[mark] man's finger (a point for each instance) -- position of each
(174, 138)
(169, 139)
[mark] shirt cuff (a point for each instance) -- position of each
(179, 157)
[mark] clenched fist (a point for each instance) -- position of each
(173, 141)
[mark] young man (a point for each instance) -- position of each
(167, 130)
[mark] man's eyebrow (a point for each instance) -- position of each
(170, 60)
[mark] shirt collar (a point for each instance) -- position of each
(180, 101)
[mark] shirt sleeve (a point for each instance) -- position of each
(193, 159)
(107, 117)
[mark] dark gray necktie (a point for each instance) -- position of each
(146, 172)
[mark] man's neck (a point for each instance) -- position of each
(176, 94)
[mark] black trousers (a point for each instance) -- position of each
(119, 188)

* * *

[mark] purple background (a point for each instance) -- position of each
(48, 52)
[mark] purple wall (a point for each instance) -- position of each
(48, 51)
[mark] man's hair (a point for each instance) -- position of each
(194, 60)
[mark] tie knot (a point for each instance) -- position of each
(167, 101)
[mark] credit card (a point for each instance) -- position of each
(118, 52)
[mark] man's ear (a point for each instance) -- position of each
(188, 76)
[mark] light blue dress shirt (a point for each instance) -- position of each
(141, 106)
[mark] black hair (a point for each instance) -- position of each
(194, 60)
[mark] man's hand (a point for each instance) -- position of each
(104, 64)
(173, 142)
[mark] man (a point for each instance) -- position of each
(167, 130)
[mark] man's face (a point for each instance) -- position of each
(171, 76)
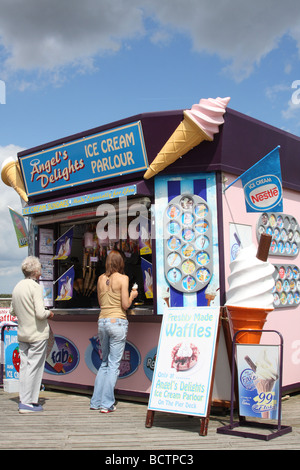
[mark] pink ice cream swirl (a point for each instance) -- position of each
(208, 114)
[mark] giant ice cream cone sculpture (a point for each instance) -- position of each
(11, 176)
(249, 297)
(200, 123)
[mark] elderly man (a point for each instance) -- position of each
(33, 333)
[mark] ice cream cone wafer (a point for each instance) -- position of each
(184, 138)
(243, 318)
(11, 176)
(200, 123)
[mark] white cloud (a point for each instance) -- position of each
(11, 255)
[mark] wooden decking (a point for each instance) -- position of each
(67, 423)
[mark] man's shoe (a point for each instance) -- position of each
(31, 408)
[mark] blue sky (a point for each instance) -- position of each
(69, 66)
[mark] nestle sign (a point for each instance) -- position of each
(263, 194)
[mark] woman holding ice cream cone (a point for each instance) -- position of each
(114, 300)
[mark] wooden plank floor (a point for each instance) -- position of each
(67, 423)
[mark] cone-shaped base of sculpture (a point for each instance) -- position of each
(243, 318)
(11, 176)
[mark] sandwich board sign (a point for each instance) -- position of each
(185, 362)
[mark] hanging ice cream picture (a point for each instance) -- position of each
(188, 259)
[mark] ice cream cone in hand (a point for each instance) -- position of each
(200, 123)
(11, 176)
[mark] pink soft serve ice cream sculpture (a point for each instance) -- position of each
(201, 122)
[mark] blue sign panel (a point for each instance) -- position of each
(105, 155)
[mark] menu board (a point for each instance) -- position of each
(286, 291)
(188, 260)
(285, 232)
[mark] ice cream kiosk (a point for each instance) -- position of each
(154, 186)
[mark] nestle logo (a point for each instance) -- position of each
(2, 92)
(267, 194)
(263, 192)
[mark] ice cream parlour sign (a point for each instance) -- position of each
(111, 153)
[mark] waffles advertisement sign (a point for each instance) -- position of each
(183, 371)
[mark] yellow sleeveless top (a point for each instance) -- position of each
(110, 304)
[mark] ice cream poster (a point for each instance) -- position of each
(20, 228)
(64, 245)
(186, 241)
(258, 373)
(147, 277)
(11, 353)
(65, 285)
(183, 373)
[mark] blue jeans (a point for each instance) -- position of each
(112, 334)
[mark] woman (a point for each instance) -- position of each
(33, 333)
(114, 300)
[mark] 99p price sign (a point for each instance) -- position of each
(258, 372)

| Task brief |
Count the rows above that contain the string "hand", matching case exactly, and reply with that number alone.

| Result below |
2